_Exercise:_
The listing that follows must be given again in full and exactly.

==*==

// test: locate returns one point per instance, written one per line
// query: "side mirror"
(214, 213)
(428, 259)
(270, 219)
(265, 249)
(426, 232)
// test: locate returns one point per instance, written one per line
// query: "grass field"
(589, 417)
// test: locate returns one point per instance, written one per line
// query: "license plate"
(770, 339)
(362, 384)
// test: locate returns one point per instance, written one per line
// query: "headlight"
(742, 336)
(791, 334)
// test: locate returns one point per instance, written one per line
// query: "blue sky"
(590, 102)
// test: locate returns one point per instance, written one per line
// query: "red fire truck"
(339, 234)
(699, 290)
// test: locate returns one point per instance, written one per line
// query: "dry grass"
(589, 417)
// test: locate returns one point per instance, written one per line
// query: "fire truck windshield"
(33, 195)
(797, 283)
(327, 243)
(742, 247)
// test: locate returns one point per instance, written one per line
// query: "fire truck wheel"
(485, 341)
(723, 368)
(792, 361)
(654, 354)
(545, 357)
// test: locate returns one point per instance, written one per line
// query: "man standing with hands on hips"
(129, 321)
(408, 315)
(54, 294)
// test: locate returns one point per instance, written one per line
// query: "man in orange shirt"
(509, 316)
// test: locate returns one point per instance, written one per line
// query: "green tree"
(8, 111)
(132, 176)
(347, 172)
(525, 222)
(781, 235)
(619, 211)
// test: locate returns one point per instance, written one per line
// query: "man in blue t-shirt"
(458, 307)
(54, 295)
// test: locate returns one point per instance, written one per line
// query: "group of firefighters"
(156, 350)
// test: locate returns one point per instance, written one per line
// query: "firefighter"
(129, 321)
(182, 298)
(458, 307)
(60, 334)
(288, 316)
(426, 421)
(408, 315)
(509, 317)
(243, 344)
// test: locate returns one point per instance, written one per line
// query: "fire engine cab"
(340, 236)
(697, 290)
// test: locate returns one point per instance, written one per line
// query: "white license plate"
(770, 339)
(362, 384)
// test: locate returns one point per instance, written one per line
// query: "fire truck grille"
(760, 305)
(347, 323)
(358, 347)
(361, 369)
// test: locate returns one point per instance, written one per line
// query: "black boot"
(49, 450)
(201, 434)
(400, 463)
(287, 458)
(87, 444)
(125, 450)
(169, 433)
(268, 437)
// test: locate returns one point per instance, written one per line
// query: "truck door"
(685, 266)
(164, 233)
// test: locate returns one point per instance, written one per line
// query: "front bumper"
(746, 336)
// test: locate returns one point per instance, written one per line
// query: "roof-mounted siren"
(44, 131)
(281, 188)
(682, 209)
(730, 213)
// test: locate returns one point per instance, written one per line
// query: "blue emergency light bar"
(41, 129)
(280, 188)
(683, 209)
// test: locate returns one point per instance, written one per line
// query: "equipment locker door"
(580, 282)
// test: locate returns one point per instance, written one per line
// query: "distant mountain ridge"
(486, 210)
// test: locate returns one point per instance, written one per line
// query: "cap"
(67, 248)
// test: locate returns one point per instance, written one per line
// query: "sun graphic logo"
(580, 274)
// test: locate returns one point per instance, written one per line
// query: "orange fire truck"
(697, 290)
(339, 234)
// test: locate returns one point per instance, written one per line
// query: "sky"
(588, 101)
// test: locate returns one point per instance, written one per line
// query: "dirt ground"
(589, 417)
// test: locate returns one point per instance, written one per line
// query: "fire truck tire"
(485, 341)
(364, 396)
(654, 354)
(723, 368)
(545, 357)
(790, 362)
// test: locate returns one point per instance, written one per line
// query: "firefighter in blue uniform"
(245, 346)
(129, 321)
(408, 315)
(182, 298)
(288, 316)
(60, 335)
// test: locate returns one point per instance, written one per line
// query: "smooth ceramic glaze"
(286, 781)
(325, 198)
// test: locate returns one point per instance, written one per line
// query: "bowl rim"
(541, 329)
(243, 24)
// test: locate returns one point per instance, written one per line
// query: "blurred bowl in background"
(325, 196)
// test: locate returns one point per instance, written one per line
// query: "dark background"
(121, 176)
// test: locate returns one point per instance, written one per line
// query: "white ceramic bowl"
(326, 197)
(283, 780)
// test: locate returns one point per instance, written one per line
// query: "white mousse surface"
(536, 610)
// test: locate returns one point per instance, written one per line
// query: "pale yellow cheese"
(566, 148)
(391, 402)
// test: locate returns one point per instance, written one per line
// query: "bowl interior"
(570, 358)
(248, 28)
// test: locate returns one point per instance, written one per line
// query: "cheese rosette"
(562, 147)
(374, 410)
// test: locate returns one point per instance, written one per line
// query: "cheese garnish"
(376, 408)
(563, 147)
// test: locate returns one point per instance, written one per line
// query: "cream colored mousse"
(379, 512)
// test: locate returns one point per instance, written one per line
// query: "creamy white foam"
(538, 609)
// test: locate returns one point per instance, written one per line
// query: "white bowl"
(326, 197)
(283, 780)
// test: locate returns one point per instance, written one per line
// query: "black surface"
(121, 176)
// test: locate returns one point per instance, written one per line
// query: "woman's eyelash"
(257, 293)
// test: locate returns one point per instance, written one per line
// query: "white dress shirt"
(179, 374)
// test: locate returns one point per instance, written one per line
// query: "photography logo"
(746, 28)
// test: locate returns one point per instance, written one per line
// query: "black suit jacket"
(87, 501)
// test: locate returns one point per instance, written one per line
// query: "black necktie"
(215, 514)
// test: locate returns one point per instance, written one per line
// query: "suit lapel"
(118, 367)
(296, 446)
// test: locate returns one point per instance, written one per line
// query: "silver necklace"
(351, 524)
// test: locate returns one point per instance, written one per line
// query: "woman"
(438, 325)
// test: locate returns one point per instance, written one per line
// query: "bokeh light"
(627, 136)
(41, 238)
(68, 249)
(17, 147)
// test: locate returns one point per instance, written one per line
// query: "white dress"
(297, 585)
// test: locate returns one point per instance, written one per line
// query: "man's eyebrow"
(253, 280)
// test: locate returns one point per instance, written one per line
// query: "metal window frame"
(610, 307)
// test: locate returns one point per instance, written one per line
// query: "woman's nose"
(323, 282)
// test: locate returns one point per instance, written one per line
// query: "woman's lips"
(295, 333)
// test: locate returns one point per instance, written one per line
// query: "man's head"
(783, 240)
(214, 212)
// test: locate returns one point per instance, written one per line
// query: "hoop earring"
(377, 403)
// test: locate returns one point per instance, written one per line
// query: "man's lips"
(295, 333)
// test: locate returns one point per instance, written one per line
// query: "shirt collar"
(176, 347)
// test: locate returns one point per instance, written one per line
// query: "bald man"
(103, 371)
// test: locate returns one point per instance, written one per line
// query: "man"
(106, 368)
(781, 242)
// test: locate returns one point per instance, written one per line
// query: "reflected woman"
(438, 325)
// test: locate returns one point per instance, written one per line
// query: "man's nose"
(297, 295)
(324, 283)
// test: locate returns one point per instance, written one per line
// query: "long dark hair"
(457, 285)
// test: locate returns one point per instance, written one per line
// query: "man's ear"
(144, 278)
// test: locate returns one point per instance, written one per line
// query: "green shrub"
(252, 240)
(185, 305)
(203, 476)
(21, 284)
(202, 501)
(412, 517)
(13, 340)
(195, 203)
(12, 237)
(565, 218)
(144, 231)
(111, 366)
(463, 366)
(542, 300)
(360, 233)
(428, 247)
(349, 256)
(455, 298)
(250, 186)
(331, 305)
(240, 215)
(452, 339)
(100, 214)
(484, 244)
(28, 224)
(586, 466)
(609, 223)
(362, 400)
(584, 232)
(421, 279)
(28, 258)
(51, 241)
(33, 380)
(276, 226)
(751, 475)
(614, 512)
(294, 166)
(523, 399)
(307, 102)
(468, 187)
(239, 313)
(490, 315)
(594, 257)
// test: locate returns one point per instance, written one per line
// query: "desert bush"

==*==

_Answer:_
// test: locate returns one point per instance, written one per line
// query: "side mirror"
(214, 213)
(428, 259)
(270, 219)
(265, 249)
(426, 232)
// test: locate returns one point per instance, written one per line
// query: "grass field"
(589, 417)
// test: locate returns one point per instance, written one per line
// query: "license plate"
(770, 339)
(362, 384)
// test: locate returns one point per instance, written one per line
// query: "headlight"
(742, 336)
(791, 334)
// test: locate returns one point per instance, written one per line
// query: "blue sky"
(590, 102)
// test: locate returns one point per instance, written one per line
// query: "red fire truck"
(339, 234)
(699, 290)
// test: locate returns one point per instance, written one per line
// query: "dry grass"
(589, 417)
// test: locate returns one point per instance, written one per line
// query: "fire truck windshield"
(33, 195)
(797, 283)
(327, 243)
(742, 247)
// test: locate returns one point per instance, written one per line
// query: "fire truck wheel"
(485, 341)
(723, 368)
(792, 361)
(654, 354)
(545, 357)
// test: locate returns one point per instance, written one per line
// query: "man standing with hands on hips"
(129, 321)
(408, 315)
(54, 294)
// test: locate returns one point per instance, written one per line
// query: "man in orange shirt"
(509, 316)
// test: locate returns one point per instance, written one per line
// query: "green tree"
(8, 111)
(132, 176)
(347, 172)
(525, 222)
(781, 235)
(619, 211)
// test: locate returns one point per instance, written one per line
// query: "man in blue t-shirt"
(458, 307)
(54, 295)
// test: locate returns one point per instance, written one per line
// query: "group of firefighters"
(156, 350)
// test: locate returns one point per instance, written one per line
// query: "firefighter"
(129, 321)
(182, 298)
(458, 307)
(60, 334)
(288, 316)
(426, 421)
(408, 315)
(509, 317)
(243, 344)
// test: locate returns one point per instance, written one per line
// query: "fire engine cab"
(340, 236)
(697, 290)
// test: locate returns one point per instance, written one per line
// query: "white license plate"
(770, 339)
(362, 384)
// test: locate returns one point per instance, written one per line
// query: "fire truck grille"
(760, 305)
(347, 323)
(358, 347)
(361, 369)
// test: locate returns one point per instance, written one per line
// query: "black boot"
(49, 450)
(201, 434)
(400, 463)
(287, 458)
(87, 444)
(125, 450)
(169, 433)
(268, 437)
// test: locate returns one point per instance, written one per line
// query: "truck door"
(685, 266)
(164, 233)
// test: locate returns one point per instance, written one per line
// query: "front bumper"
(746, 336)
// test: locate returns one point per instance, written one per line
// query: "roof-mounted siren"
(44, 131)
(281, 188)
(682, 209)
(730, 213)
// test: locate returns one point per instance, written one per line
// query: "blue emergency light bar"
(41, 129)
(280, 188)
(683, 209)
// test: locate returns one point per instance, written one per line
// query: "equipment locker door"
(580, 282)
// test: locate returns one point per instance, written one per line
// query: "distant mountain ridge"
(486, 210)
// test: locate returns one point per instance, written one per line
// query: "cap"
(67, 248)
// test: locate returns one point per instance, written one per line
// query: "sun graphic logo"
(580, 274)
// test: locate returns one point per instance, written one per line
// query: "orange fire truck"
(697, 290)
(339, 234)
// test: locate returns one point per instance, written one per line
// query: "sky"
(588, 101)
// test: locate returns one point per instance, written one per line
// query: "dirt ground"
(589, 417)
// test: locate returns one point per instance, written one per line
// query: "fire truck tire"
(485, 341)
(364, 396)
(654, 354)
(723, 368)
(545, 357)
(790, 362)
// test: locate returns one point per instance, written one per line
// query: "firefighter in blue uniform"
(245, 346)
(129, 321)
(408, 315)
(182, 298)
(288, 316)
(60, 335)
// test: locate returns one point per instance, written one per line
// query: "smooth ceramic glaze"
(286, 781)
(325, 198)
// test: locate returns one point per instance, written one per line
// query: "bowl rim"
(541, 329)
(243, 24)
// test: locate returns one point per instance, written one per line
// query: "blurred bowl in background"
(325, 196)
// test: locate returns one point per instance, written one per line
// query: "dark background"
(121, 176)
// test: locate returns one point per instance, written one per line
// query: "white ceramic bowl"
(326, 197)
(283, 780)
// test: locate returns one point per instance, written one per line
// query: "white mousse surface"
(536, 610)
// test: locate returns one point per instance, written one per line
// query: "pale yellow cheese"
(566, 148)
(391, 402)
// test: locate returns one point per instance, written one per line
// query: "bowl interior"
(570, 358)
(248, 28)
// test: locate returns one point per instance, written one per line
// query: "cheese rosette"
(562, 147)
(374, 410)
// test: locate returns one point per instance, written one per line
// query: "cheese garnish"
(376, 408)
(563, 147)
// test: locate returns one point per instance, written one per line
// query: "cream colored mousse"
(379, 512)
// test: locate returns one point per instance, written one per line
// query: "creamy white foam"
(538, 609)
// test: locate returns one point per instance, written one per line
// query: "white bowl"
(326, 197)
(283, 780)
// test: locate returns one point per instance, written one per line
// query: "black surface"
(121, 176)
// test: locate returns one point per instance, written one per line
// query: "woman's eyelash"
(257, 293)
// test: locate returns one point per instance, written one per line
// query: "white dress shirt"
(179, 374)
// test: locate returns one point per instance, written one per line
// query: "photography logo"
(746, 28)
// test: locate returns one point per instance, written one per line
// query: "black suit jacket"
(87, 501)
// test: locate returns one point per instance, written one per line
// query: "black necktie"
(215, 514)
// test: locate returns one point per instance, written one per line
// query: "suit lapel"
(118, 367)
(296, 446)
// test: locate returns one point per instance, written one per line
// query: "silver necklace"
(351, 524)
// test: locate returns one point per instance, written one per line
// query: "woman"
(438, 325)
// test: locate returns one point per instance, written one per line
// query: "bokeh light"
(627, 136)
(41, 238)
(68, 249)
(17, 147)
// test: locate returns one point per instance, written one per line
// query: "white dress"
(297, 585)
// test: locate returns one point per instance, written one per line
// query: "man's eyebrow"
(253, 280)
// test: locate returns one point per instance, written one per line
// query: "metal window frame"
(610, 307)
// test: locate returns one point per instance, written one per line
// query: "woman's nose"
(323, 282)
// test: locate returns one point per instance, written one per line
// query: "woman's lips"
(295, 333)
// test: locate returns one point per instance, written one per line
// query: "man's head"
(783, 240)
(214, 212)
// test: locate returns one point per instance, written one per line
// query: "hoop earring"
(377, 403)
// test: locate returns one point per instance, written one per line
// query: "man's lips"
(295, 333)
// test: locate returns one point per instance, written one per line
// query: "shirt collar"
(176, 347)
// test: locate returns one point per instance, written one per line
// query: "bald man"
(103, 371)
// test: locate returns one point per instance, written one per line
// query: "man"
(106, 368)
(781, 242)
// test: locate returns one point per instance, written one per line
// query: "reflected woman"
(438, 325)
// test: locate returns one point per instance, written one per line
// query: "man's nose"
(297, 295)
(324, 283)
// test: locate returns one point per instance, written one per line
// query: "long dark hair"
(457, 285)
// test: locate returns one point per instance, written one per line
// query: "man's ear"
(144, 278)
// test: locate returns one point per instance, written one per line
// query: "green shrub"
(252, 240)
(185, 305)
(203, 476)
(21, 284)
(202, 501)
(412, 517)
(13, 340)
(195, 203)
(12, 237)
(565, 218)
(144, 231)
(111, 366)
(463, 366)
(542, 300)
(360, 233)
(428, 247)
(349, 256)
(455, 298)
(250, 186)
(331, 305)
(240, 215)
(452, 339)
(100, 214)
(484, 244)
(28, 224)
(586, 466)
(609, 223)
(362, 400)
(584, 232)
(421, 279)
(28, 258)
(51, 241)
(33, 380)
(276, 226)
(751, 475)
(614, 512)
(294, 166)
(523, 399)
(307, 102)
(468, 187)
(239, 313)
(490, 315)
(594, 257)
// test: locate returns one point per instance, written one per line
// query: "desert bush"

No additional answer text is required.